• _TEXT_
::::::::::

Because prepositions in Russian act like clitics,[66] the syntactic phrase composed of a preposition (most notably, the three that consist of just a single consonant: к, с, and в) and a following word constitutes a phonological word that acts like a single grammatical word.[67] For example, the phrase с друзья́ми ('with friends') is pronounced [zdrʊˈzʲjæmʲɪ]. In the syllable coda, suffixes that contain no vowels may increase the final consonant cluster of a syllable (e.g. Ноябрьск 'city of Noyabrsk' |noˈjabrʲ|+|sk| > [nɐˈjabrʲsk]), theoretically up to seven consonants: монстрств [ˈmonstrstf] ('of monsterships').[68] There is usually an audible release between these consecutive consonants at word boundaries, the major exception being clusters of homorganic consonants.[69]

Consonant cluster simplification in Russian includes degemination, syncope, dissimilation, and weak vowel insertion. For example, /sɕː/ is pronounced [ɕː], as in расщелина ('cleft'). There are also a few isolated patterns of apparent cluster reduction (as evidenced by the mismatch between pronunciation and orthography) arguably the result of historical simplifications.[70] For example, dental stops are dropped between a dental continuant and a dental nasal or lateral: лестный [ˈlʲɛsnɨj] 'flattering'.[71] Other examples include:

  • /vstv/ > [stv]: чувство 'feeling' [ˈtɕustvə], not [ˈtɕufstvə].[70]
  • /lnt͡s/ > [nt͡s]: солнце 'sun' [ˈsont͡sə], not [ˈsolnt͡sə].[70]
  • /rdt͡s/ > [rt͡s]: сердце 'heart' [ˈsʲɛrt͡sə], not [ˈsʲɛrtt͡sə].
  • /rdt͡ɕ/ > [rt͡ɕ]: сердчишко 'heart (diminutive)' [sʲɪrˈt͡ɕiʂkə], not [sʲɪrtt͡ɕiʂkə].
  • /ndsk/ > [nsk]: шотландский ('Scottish') [ʂɐtˈlanskʲɪj] not [ʂɐtˈlantskʲɪj].[70]
  • /stsk/ > [ssk]: марксистский ('Marxist') [ˈmarksʲɪsskʲɪj] not [ˈmarksʲɪstskʲɪj].[70]

The simplifications of consonant clusters are done selectively; bookish-style words and proper nouns are typically pronounced with all consonants even if they fit the pattern. For example, the word голландка is pronounced in a simplified manner [gɐˈlankə] for the meaning of 'Dutch oven' (a formerly popular type of oven in Russia) and in a full form [gɐˈlantkə] for 'Dutch woman' (a more exotic meaning).

In certain cases, this syncope produces homophones, e.g. костный ('bone') and косный ('rigid'), both are pronounced [ˈkosnɨj].

::::::::::

• _RECORDS SHOWN_
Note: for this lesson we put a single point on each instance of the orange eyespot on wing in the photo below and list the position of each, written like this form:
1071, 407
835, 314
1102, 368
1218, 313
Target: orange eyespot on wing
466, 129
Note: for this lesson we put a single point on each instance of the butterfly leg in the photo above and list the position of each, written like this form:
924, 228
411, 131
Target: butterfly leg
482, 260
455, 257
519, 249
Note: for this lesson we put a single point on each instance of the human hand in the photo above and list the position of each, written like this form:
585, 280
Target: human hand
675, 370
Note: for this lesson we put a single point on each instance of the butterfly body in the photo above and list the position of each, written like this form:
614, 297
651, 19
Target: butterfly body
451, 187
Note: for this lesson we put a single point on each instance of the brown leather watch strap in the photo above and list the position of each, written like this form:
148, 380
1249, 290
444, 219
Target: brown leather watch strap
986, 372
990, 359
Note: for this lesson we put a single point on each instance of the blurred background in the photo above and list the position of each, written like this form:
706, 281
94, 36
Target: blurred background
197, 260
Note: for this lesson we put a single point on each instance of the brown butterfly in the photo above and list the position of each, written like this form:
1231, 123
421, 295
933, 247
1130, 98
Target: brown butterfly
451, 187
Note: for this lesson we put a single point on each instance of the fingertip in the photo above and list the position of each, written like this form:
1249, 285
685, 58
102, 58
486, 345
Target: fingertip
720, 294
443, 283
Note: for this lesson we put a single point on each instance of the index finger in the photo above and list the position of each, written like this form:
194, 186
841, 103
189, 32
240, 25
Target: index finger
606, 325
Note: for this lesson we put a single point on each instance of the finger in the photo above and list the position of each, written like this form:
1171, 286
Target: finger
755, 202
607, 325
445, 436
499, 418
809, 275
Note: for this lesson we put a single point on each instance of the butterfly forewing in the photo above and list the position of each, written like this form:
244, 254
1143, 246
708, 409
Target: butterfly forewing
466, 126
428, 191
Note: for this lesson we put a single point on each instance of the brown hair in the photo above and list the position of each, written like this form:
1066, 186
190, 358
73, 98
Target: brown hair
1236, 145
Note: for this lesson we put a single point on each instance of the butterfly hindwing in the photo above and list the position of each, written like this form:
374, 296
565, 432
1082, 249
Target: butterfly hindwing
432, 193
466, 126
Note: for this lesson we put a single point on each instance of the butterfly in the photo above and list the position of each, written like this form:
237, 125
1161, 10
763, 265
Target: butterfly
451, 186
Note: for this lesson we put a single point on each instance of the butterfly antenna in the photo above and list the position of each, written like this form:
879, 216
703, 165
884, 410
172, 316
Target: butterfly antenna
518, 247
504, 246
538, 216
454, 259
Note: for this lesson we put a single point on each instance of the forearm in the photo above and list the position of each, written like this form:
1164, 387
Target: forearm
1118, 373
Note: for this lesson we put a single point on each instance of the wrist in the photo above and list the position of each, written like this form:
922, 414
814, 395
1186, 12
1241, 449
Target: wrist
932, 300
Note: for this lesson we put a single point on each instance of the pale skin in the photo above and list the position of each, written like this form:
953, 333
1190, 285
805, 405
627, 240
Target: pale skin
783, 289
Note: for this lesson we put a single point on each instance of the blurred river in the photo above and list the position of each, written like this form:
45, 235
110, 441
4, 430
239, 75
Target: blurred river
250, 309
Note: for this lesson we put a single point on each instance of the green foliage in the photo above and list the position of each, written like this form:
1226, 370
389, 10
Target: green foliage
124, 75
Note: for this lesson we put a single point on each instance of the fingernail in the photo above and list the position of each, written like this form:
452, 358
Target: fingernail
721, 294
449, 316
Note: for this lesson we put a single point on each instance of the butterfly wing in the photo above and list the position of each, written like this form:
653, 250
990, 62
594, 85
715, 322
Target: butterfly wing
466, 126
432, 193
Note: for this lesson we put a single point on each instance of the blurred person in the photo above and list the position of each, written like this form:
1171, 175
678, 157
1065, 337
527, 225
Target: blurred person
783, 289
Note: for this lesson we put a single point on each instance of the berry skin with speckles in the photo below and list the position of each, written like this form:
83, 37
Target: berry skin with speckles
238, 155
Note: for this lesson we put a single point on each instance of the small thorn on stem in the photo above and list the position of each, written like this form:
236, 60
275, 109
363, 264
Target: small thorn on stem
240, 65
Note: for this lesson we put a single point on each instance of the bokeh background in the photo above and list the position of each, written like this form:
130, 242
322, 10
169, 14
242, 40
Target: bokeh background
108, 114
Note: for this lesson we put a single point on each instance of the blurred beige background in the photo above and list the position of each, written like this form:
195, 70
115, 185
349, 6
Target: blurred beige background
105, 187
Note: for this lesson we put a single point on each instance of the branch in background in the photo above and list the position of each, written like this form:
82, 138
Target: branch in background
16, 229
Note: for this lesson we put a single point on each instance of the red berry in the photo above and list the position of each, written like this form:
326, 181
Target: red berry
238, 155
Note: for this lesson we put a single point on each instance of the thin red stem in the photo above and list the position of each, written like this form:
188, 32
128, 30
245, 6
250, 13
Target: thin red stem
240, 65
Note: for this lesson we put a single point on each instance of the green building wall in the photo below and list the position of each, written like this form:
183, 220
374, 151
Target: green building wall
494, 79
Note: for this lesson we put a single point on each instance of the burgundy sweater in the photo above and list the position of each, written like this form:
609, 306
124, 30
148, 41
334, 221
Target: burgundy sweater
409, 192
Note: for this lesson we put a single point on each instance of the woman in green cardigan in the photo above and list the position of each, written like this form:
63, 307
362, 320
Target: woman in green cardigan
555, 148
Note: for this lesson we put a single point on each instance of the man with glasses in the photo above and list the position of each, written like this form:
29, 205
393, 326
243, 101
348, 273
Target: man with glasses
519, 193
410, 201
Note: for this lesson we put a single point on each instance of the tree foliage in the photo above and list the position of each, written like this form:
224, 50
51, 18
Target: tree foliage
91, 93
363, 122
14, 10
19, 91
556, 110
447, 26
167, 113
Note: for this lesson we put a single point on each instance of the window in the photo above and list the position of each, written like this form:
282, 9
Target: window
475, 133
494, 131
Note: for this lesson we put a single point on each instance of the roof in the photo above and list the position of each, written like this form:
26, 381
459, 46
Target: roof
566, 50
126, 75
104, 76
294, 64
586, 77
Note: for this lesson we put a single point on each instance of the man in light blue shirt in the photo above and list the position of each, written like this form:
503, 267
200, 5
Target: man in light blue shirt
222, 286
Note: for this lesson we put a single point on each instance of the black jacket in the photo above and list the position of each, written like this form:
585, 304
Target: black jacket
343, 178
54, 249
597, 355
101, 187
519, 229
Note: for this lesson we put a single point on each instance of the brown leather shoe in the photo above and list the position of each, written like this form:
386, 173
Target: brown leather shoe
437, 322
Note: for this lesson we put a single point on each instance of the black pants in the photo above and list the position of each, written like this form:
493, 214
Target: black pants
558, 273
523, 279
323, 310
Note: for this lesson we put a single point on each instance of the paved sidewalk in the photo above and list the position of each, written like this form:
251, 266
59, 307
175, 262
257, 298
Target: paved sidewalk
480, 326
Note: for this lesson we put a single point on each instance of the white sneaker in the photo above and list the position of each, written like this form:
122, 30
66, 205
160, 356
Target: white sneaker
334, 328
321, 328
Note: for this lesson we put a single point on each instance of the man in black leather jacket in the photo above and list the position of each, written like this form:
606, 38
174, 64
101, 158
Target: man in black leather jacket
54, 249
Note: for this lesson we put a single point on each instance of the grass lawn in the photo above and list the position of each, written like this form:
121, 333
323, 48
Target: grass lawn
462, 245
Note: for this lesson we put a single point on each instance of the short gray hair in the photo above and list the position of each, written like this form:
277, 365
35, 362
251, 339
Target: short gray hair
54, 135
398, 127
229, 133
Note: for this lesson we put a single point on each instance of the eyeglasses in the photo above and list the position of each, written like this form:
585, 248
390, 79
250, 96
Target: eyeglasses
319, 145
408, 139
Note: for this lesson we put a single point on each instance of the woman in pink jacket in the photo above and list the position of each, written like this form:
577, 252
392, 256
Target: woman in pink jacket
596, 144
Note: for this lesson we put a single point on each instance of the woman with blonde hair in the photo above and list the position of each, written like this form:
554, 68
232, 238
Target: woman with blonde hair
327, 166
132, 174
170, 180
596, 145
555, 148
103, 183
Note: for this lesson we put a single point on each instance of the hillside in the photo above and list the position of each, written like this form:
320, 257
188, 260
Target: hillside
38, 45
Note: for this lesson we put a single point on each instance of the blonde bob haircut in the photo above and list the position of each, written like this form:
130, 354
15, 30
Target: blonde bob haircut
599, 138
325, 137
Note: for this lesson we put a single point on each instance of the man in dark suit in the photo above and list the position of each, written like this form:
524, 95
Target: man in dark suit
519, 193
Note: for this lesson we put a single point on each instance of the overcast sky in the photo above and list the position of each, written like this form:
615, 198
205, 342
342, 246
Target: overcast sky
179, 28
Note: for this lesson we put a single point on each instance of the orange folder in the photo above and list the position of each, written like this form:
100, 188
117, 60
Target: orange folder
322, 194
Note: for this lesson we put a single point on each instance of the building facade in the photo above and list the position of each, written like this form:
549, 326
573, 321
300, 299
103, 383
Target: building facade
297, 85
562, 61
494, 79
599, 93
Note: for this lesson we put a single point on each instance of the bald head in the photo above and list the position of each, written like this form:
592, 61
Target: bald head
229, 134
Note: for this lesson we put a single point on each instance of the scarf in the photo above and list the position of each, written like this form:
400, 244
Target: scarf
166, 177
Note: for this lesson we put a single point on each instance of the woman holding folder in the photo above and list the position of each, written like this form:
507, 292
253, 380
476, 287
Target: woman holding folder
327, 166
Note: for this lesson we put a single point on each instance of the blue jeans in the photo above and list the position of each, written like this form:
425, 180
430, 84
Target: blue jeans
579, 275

::::::::::

• _STATED GOAL 1_
Translate this sentence from the passage on Russian consonant clusters into Spanish: "Consonant cluster simplification in Russian includes degemination, syncope, dissimilation, and weak vowel insertion."
• _STATED GOAL 2_
Resume the passage on Russian consonant clusters, picking up after its final sentence.

• _WRITTEN REPLY 1_
La simplificación de los grupos consonánticos en ruso incluye la degeminación, la síncopa, la disimilación y la inserción de vocales débiles.

• _WRITTEN REPLY 2_
Another method of dealing with consonant clusters is inserting an epenthetic vowel (both in spelling and in pronunciation), ⟨о⟩, after most prepositions and prefixes that normally end in a consonant. This includes both historically motivated usage and cases of its modern extrapolations. There are no strict limits when the epenthetic ⟨о⟩ is obligatory, optional, or prohibited. One of the most typical cases of the epenthetic ⟨о⟩ is between a morpheme-final consonant and a cluster starting with the same or similar consonant (e.g. со среды 'from Wednesday' |s|+|srʲɪˈdɨ| > [səsrʲɪˈdɨ], not *с среды; ототру 'I'll scrub' |ot|+|ˈtru| > [ɐtɐˈtru], not *оттру).

Supplementary notes

There are numerous ways in which Russian spelling does not match phonology. The historical transformation of /ɡ/ into /v/ in genitive case endings and the word for 'him' is not reflected in the modern Russian orthography: the pronoun его [jɪˈvo] 'his/him', and the adjectival declension suffixes -ого and -его. Orthographic г represents /x/ in a handful of word roots: легк-/лёгк-/легч- 'easy' and мягк-/мягч- 'soft'. There are a handful of words in which consonants which have long since ceased to be pronounced even in careful pronunciation are still spelled, e.g., the 'l' in солнце [ˈso.nt͡sə] ('sun').

/n/ and /nʲ/ are the only consonants that can be geminated within morpheme boundaries. Such gemination does not occur in loanwords.

Between any vowel and /i/ (excluding instances across affix boundaries but including unstressed vowels that have merged with /i/), /j/ may be dropped: аист [ˈa.ɪst] ('stork') and делает [ˈdʲɛləɪt] ('does').[72] (Halle (1959) cites заезжать and other instances of intervening prefix and preposition boundaries as exceptions to this tendency.)

Stress in Russian may fall on any syllable and words can contrast based just on stress (e.g. мука [ˈmukə] 'ordeal, pain, anguish' vs. [mʊˈka] 'flour, meal, farina'); stress shifts can even occur within an inflexional paradigm: до́ма [ˈdomə] ('house' gen. sg.) vs дома́ [dɐˈma] ('houses'). The place of the stress in a word is determined by the interplay between the morphemes it contains, as some morphemes have underlying stress, while others do not. However, other than some compound words, such as морозоустойчивый [mɐˌrozəʊˈstojtɕɪvɨj] ('frost-resistant') only one syllable is stressed in a word.[73].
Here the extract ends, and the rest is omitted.